* begin Dataset entries *

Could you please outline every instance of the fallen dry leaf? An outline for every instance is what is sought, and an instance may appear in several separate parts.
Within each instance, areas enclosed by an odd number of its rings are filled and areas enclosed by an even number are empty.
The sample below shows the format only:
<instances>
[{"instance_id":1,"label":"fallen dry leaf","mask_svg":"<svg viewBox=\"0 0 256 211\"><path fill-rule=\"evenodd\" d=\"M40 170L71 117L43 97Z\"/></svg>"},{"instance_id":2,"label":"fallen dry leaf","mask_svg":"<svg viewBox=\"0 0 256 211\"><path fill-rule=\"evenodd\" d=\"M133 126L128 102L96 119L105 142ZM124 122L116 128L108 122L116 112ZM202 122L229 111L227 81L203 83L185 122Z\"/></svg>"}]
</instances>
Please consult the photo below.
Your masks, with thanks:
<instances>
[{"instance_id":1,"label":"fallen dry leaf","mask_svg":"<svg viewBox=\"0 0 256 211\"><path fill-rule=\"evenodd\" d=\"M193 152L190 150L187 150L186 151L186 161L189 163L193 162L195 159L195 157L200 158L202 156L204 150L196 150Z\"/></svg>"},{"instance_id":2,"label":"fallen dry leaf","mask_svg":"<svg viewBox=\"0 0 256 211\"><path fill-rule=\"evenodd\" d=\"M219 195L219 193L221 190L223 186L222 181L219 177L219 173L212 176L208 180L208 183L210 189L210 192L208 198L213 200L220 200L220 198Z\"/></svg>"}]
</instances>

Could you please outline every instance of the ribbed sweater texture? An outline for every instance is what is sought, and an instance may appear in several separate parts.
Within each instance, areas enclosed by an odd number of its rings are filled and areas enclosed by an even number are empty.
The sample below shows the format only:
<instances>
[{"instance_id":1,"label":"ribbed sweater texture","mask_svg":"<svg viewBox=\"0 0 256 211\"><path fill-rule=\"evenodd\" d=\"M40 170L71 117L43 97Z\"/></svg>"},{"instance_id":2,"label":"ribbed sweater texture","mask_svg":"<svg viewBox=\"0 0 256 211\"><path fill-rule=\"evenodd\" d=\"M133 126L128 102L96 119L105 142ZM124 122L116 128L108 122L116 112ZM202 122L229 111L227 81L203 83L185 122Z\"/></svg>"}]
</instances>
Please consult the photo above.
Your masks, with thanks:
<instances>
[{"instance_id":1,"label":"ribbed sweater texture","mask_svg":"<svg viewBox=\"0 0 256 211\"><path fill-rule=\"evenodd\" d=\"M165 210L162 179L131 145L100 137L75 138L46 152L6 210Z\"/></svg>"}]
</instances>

* end Dataset entries *

● **Task instructions**
Rewrite the listing above, swapping "masks" for "outlines" wherever it occurs and leaving everything else unchanged.

● **Final result**
Could you please outline every instance of the fallen dry leaf? An outline for every instance is what is sought, and an instance may appear in several separate parts.
Within each instance, areas enclosed by an odd number of its rings are filled and areas enclosed by an even number are empty.
The sample below shows the format only:
<instances>
[{"instance_id":1,"label":"fallen dry leaf","mask_svg":"<svg viewBox=\"0 0 256 211\"><path fill-rule=\"evenodd\" d=\"M40 170L71 117L43 97Z\"/></svg>"},{"instance_id":2,"label":"fallen dry leaf","mask_svg":"<svg viewBox=\"0 0 256 211\"><path fill-rule=\"evenodd\" d=\"M133 126L128 102L96 119L105 142ZM124 122L116 128L108 122L116 112ZM202 122L229 111L227 81L203 83L185 122Z\"/></svg>"}]
</instances>
Please consult the photo below.
Your outlines, with thanks:
<instances>
[{"instance_id":1,"label":"fallen dry leaf","mask_svg":"<svg viewBox=\"0 0 256 211\"><path fill-rule=\"evenodd\" d=\"M193 152L190 150L187 150L186 151L186 161L189 163L193 162L195 159L195 157L200 158L202 156L204 150L196 150Z\"/></svg>"},{"instance_id":2,"label":"fallen dry leaf","mask_svg":"<svg viewBox=\"0 0 256 211\"><path fill-rule=\"evenodd\" d=\"M219 195L219 193L221 190L223 186L222 181L219 177L219 173L212 176L208 180L208 183L210 189L210 192L208 198L213 200L220 200L220 198Z\"/></svg>"}]
</instances>

Could you please outline every instance of the ribbed sweater texture? An outline for every instance is what is sought, and an instance may appear in several separate parts.
Within each instance, areas enclosed by an odd number of its rings are filled and areas enclosed by an even number are empty.
The sample below shows the format only:
<instances>
[{"instance_id":1,"label":"ribbed sweater texture","mask_svg":"<svg viewBox=\"0 0 256 211\"><path fill-rule=\"evenodd\" d=\"M40 170L71 117L43 97Z\"/></svg>"},{"instance_id":2,"label":"ribbed sweater texture","mask_svg":"<svg viewBox=\"0 0 256 211\"><path fill-rule=\"evenodd\" d=\"M133 126L128 102L96 119L105 142ZM124 122L116 128L108 122L116 112ZM202 122L229 111L227 81L203 83L185 122Z\"/></svg>"}]
</instances>
Please consult the photo above.
Your outlines, with thanks:
<instances>
[{"instance_id":1,"label":"ribbed sweater texture","mask_svg":"<svg viewBox=\"0 0 256 211\"><path fill-rule=\"evenodd\" d=\"M165 210L162 179L131 145L100 137L75 138L46 152L6 210Z\"/></svg>"}]
</instances>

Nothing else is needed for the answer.